What to produce ▸ Please write out the items below word for word, beginning with their first line and continuing through the line that contains "[[0, 0, 1345, 526]]".
--------------------
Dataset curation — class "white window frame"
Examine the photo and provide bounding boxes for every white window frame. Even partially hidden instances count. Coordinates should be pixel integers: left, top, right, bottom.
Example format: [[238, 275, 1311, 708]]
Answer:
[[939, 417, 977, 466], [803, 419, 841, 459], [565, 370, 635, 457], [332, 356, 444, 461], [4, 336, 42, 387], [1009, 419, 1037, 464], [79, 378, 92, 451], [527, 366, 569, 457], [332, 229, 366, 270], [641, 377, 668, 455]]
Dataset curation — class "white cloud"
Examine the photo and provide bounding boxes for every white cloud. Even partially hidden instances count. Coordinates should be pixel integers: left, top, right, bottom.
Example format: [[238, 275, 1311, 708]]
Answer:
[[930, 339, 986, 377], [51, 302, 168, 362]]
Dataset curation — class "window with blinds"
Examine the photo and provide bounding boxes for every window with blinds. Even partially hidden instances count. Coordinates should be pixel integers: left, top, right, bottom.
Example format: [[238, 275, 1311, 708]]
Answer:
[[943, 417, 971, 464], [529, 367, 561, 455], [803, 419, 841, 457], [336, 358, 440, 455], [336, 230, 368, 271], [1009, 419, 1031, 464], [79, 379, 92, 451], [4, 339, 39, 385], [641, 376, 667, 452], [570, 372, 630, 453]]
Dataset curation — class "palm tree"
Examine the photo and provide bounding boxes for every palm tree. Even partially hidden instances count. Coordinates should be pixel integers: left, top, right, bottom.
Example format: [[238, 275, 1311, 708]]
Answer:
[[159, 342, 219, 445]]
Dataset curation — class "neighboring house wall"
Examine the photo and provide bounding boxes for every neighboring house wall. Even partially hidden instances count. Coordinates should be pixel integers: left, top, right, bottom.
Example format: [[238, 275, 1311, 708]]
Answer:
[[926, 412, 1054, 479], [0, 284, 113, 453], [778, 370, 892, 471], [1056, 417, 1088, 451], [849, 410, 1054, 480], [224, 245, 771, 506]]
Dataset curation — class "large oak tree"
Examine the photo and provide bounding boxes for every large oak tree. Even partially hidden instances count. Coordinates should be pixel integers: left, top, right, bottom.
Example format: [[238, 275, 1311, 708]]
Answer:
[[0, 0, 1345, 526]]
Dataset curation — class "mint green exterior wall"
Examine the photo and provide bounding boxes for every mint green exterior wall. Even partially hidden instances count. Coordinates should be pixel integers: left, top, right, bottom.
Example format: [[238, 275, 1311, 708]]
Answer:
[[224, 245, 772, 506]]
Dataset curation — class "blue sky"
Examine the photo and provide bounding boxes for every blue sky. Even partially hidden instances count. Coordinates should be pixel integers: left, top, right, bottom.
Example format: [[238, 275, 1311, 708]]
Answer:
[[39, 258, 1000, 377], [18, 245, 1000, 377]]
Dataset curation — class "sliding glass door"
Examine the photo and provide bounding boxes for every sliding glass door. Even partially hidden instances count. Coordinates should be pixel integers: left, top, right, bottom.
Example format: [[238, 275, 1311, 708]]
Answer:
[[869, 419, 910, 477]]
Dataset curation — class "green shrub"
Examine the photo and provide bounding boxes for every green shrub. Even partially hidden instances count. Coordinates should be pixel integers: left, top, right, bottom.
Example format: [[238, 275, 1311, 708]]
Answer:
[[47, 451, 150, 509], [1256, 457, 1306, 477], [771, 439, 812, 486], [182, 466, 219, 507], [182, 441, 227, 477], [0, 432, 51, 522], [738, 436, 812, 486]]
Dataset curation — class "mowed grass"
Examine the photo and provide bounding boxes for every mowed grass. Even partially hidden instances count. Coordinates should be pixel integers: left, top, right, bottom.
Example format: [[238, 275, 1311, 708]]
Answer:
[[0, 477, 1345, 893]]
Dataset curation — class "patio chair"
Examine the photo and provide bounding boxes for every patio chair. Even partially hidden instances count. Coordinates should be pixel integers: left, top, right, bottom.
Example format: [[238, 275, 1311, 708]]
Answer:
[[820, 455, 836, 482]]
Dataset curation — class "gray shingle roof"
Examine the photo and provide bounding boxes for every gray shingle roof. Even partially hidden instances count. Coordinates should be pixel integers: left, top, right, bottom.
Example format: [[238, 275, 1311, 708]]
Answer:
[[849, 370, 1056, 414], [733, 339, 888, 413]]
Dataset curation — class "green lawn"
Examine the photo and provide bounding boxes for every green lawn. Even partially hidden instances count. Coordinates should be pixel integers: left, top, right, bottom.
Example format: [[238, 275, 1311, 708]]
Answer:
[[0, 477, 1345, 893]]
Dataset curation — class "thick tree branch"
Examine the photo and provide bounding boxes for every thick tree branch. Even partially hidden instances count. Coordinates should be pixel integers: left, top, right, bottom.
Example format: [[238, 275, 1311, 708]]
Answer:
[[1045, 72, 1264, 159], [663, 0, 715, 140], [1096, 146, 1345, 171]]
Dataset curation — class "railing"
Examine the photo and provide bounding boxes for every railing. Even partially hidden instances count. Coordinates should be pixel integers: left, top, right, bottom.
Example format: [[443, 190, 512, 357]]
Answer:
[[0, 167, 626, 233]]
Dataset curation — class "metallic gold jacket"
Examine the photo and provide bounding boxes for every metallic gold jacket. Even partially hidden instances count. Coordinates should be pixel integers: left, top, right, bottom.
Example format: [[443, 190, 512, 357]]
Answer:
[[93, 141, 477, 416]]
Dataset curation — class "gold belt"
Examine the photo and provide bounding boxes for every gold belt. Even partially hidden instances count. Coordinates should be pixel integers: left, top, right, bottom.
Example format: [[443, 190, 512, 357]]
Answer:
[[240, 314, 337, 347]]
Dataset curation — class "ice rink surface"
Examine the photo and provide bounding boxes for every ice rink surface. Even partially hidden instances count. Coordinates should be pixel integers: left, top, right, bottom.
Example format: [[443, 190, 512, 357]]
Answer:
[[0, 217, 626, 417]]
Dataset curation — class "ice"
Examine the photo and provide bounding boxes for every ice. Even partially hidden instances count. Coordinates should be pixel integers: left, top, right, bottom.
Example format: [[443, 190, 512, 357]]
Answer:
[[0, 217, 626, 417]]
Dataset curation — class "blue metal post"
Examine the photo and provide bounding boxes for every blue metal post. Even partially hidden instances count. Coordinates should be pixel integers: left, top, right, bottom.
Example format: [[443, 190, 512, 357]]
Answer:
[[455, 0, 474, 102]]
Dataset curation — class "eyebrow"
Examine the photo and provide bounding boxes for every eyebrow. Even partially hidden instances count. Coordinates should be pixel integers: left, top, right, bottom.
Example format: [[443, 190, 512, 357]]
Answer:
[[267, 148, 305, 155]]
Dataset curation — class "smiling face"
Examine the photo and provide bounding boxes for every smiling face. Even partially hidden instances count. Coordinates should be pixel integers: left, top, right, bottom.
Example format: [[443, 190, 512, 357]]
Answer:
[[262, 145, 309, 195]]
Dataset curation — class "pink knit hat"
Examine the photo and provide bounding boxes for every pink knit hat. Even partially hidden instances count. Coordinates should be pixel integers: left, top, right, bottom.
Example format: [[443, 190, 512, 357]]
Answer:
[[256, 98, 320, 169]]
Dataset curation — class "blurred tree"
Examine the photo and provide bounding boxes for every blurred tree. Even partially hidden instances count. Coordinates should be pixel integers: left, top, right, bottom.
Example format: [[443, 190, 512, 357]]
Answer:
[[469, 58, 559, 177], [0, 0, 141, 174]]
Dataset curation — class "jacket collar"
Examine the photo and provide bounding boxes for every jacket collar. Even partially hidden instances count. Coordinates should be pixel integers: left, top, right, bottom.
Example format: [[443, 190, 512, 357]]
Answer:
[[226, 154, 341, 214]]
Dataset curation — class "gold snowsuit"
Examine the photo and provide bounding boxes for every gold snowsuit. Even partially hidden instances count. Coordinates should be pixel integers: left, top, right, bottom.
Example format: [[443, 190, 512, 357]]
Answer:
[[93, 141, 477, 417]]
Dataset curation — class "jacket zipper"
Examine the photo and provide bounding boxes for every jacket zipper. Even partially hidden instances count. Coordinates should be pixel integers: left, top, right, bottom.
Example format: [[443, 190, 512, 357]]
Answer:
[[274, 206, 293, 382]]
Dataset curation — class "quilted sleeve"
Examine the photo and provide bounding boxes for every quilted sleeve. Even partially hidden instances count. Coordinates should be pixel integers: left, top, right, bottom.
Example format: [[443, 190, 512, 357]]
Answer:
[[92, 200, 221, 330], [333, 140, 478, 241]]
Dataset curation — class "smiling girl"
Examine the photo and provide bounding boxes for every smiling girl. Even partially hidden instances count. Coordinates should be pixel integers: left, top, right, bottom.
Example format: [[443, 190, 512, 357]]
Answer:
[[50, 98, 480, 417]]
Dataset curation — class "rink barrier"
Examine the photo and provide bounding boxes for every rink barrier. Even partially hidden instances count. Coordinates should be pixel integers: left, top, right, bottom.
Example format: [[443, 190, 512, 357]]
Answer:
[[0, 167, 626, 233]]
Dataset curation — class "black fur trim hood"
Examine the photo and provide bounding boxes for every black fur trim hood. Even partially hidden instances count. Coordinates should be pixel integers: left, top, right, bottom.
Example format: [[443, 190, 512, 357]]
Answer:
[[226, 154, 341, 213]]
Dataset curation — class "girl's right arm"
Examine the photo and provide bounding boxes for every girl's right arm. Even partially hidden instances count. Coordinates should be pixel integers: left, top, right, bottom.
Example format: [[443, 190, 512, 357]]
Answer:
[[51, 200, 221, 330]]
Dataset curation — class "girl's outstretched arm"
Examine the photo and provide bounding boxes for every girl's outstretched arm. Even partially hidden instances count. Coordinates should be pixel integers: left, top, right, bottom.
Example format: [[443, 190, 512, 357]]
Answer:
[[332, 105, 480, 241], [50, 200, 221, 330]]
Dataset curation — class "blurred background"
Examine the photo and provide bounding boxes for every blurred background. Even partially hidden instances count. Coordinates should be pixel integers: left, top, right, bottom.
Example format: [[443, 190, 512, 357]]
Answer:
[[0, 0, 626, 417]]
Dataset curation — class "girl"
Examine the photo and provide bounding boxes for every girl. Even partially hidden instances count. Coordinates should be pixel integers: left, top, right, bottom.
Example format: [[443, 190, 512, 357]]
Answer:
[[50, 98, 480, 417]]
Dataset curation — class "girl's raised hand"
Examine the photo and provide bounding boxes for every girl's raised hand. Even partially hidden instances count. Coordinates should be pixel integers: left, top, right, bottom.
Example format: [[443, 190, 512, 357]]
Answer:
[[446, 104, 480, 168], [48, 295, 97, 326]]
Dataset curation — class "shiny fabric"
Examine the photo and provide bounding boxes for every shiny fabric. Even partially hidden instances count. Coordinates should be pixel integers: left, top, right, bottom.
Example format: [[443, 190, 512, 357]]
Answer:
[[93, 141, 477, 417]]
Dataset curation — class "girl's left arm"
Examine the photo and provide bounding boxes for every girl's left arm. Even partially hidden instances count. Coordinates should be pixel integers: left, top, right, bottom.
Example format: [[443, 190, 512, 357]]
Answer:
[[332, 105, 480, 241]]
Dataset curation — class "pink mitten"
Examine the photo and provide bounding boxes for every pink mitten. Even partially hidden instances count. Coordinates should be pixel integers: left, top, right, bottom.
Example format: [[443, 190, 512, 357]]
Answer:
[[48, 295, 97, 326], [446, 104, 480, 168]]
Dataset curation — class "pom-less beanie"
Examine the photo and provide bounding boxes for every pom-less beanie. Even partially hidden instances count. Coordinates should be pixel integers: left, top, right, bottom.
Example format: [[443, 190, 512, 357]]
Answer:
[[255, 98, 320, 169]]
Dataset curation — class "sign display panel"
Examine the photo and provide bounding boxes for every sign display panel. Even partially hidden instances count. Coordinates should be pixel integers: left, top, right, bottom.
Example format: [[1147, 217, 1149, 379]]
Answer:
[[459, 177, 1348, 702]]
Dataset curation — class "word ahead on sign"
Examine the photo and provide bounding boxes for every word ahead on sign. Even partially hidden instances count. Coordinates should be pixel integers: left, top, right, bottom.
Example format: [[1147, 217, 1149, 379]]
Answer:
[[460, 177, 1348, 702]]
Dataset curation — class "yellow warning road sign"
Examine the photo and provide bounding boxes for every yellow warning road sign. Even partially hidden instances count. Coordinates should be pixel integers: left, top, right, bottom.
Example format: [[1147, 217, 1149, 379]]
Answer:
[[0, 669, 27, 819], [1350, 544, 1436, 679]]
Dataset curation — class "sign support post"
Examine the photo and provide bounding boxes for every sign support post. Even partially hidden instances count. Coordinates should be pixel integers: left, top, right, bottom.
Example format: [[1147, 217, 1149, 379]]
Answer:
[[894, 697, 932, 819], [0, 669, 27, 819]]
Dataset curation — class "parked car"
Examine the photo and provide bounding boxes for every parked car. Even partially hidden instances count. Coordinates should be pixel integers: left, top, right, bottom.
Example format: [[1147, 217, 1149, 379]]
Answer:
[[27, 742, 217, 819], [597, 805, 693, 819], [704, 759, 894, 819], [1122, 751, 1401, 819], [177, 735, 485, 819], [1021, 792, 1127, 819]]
--------------------
Exercise result ▸
Dataset curation — class "white window frame"
Examine the photo and provide bounding boxes for every white window frame. Even partially hidden instances count. Coordinates should be pixel integers: left, top, right, bottom.
Example format: [[238, 275, 1311, 708]]
Answer:
[[939, 417, 977, 466], [803, 419, 841, 459], [565, 370, 635, 457], [332, 356, 444, 461], [4, 336, 42, 387], [1009, 419, 1037, 464], [79, 378, 92, 451], [527, 366, 569, 457], [332, 229, 366, 270], [641, 377, 668, 455]]
Dataset curation — class "white cloud"
Examine the photo and provide bounding boxes for every white cloud. Even partially hidden instances count. Coordinates should be pixel integers: left, top, right, bottom.
Example format: [[238, 275, 1311, 708]]
Answer:
[[930, 339, 986, 377], [51, 302, 168, 362]]
Dataset curation — class "window with blinds"
Examine the photo and provide bounding boxes for every window with blinds. Even partially hidden instances count. Coordinates should be pixel integers: left, top, right, bottom.
Example format: [[238, 275, 1311, 708]]
Answer:
[[943, 417, 971, 464], [529, 367, 561, 455], [803, 419, 841, 457], [336, 358, 440, 455], [336, 230, 368, 271], [1009, 419, 1031, 464], [79, 379, 92, 451], [4, 339, 39, 385], [641, 376, 667, 452], [570, 372, 630, 453]]
Dataset curation — class "palm tree"
Examine the photo and provide bounding boxes for every palm tree. Even partially hidden instances count. Coordinates should be pixel integers: left, top, right, bottom.
Example format: [[238, 275, 1311, 708]]
Answer:
[[159, 342, 219, 445]]
Dataset curation — class "neighboring house wall"
Examine the photo and provide bounding boxes for every neighboring house wall. Even partially hidden instances count. Coordinates should be pixel integers: left, top, right, bottom.
Example format: [[238, 275, 1311, 708]]
Answer:
[[926, 412, 1054, 479], [0, 284, 113, 453], [778, 370, 892, 471], [1056, 417, 1088, 451], [849, 410, 1054, 480], [224, 245, 771, 506]]
Dataset curation — class "large oak tree"
Examine the photo and provide bounding boxes for every large oak tree. Even partially hidden instances count. Coordinates should be pixel integers: left, top, right, bottom.
Example format: [[238, 275, 1311, 708]]
Answer:
[[0, 0, 1345, 526]]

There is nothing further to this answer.